** Available data follows **
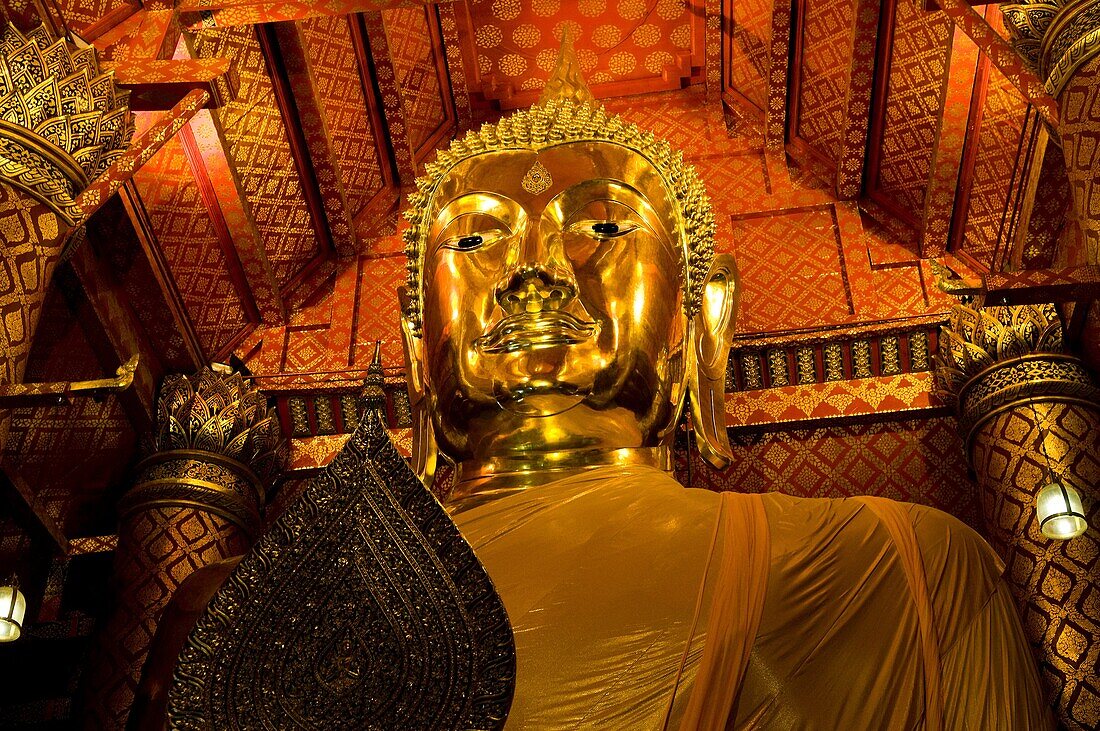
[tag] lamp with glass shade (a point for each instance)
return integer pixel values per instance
(12, 609)
(1060, 512)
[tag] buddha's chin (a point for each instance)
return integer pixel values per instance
(538, 398)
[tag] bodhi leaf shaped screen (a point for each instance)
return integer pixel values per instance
(362, 608)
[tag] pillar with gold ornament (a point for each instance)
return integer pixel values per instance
(1060, 41)
(196, 499)
(1030, 413)
(62, 123)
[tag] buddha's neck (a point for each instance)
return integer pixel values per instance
(482, 479)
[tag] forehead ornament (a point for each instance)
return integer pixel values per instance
(537, 179)
(565, 113)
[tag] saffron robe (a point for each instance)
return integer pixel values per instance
(638, 604)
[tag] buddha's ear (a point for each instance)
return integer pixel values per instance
(425, 450)
(713, 329)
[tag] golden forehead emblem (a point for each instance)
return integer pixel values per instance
(537, 179)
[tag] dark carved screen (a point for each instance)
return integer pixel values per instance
(362, 608)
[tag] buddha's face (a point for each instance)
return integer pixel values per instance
(553, 307)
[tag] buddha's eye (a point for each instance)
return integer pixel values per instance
(470, 242)
(604, 230)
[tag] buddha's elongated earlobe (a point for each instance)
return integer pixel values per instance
(425, 449)
(713, 330)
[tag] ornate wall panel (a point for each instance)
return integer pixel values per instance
(825, 30)
(747, 40)
(1048, 211)
(160, 549)
(416, 65)
(48, 446)
(260, 152)
(338, 86)
(617, 41)
(993, 167)
(191, 247)
(913, 102)
(24, 263)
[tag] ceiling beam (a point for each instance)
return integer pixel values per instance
(197, 14)
(158, 85)
(1002, 55)
(947, 154)
(779, 77)
(853, 155)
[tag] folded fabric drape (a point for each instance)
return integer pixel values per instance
(637, 604)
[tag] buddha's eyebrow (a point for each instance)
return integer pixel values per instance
(479, 201)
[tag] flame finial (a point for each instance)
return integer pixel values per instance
(565, 81)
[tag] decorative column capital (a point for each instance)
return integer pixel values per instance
(216, 449)
(1054, 36)
(993, 358)
(62, 120)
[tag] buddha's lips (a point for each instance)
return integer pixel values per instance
(532, 329)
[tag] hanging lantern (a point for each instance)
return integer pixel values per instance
(12, 608)
(1060, 513)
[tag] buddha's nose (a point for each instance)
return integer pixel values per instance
(536, 288)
** End of Available data **
Your task: What you return must match the records letter for letter, except that the pictures stay out.

Response to this task:
[tag] lamp with glass shade (a point for each instance)
return integer pixel values per instance
(12, 609)
(1060, 512)
[tag] buddha's chin (a point for each instance)
return integer pixel values per instance
(538, 398)
[tag] bodhi leaf shaped screen (a point for each instance)
return integer pixel values per instance
(362, 608)
[tag] pillar with gold ornament (a point for each instance)
return integer pixel values per instance
(1060, 41)
(196, 499)
(1030, 413)
(62, 123)
[tag] buddha's neck (a point for each instance)
return integer pixel values per instance
(482, 479)
[tag] forehead ornament (a point for each instance)
return integer pixel values per instance
(537, 179)
(565, 113)
[tag] saffron robe (a point for each instance)
return integer pixel values per instance
(638, 604)
[tag] buddha's ear (a point for each instance)
return integer pixel values per instance
(425, 450)
(713, 329)
[tag] golden forehead emblem (a point for each instance)
return integer pixel values per instance
(537, 179)
[tag] dark carved screen (a point for each instance)
return integer pixel values per instance
(362, 608)
[tag] buddha's face (a point for each instance)
return integer pixel values per instance
(553, 307)
[tag] buddha's eye (a point for each instance)
return integer pixel values per instance
(470, 242)
(604, 230)
[tag] buddha's elongated earlobe (a point for each instance)
return integer pixel values per instance
(425, 449)
(713, 330)
[tag] ornate wall panel (a point for each instance)
return integer pixel values per instance
(825, 30)
(747, 40)
(1048, 211)
(160, 549)
(416, 65)
(48, 446)
(260, 152)
(338, 86)
(617, 41)
(993, 167)
(191, 247)
(913, 102)
(24, 263)
[tag] ceiling beam (a point for each instance)
return integer pixel values per instance
(197, 14)
(158, 85)
(1002, 55)
(947, 154)
(779, 77)
(853, 155)
[tag] folded fabric drape (a point for each instance)
return integer pixel values per instance
(637, 604)
[tag] buddha's eyebrow (a point for each instance)
return integer pixel values per instance
(479, 201)
[tag] flame finial (a point for each instance)
return integer pixel values per instance
(565, 81)
[tag] decorative column capital (a point for each instance)
return integer pixel values per instance
(216, 449)
(1054, 36)
(993, 358)
(62, 120)
[tag] buddha's lips (a point for each instance)
return integer pixel values per instance
(532, 329)
[tag] hanging lantern (a point for each instance)
return integer pixel values per instance
(12, 608)
(1060, 513)
[tag] buddha's nose (a point for each instance)
return integer pixel values per instance
(536, 288)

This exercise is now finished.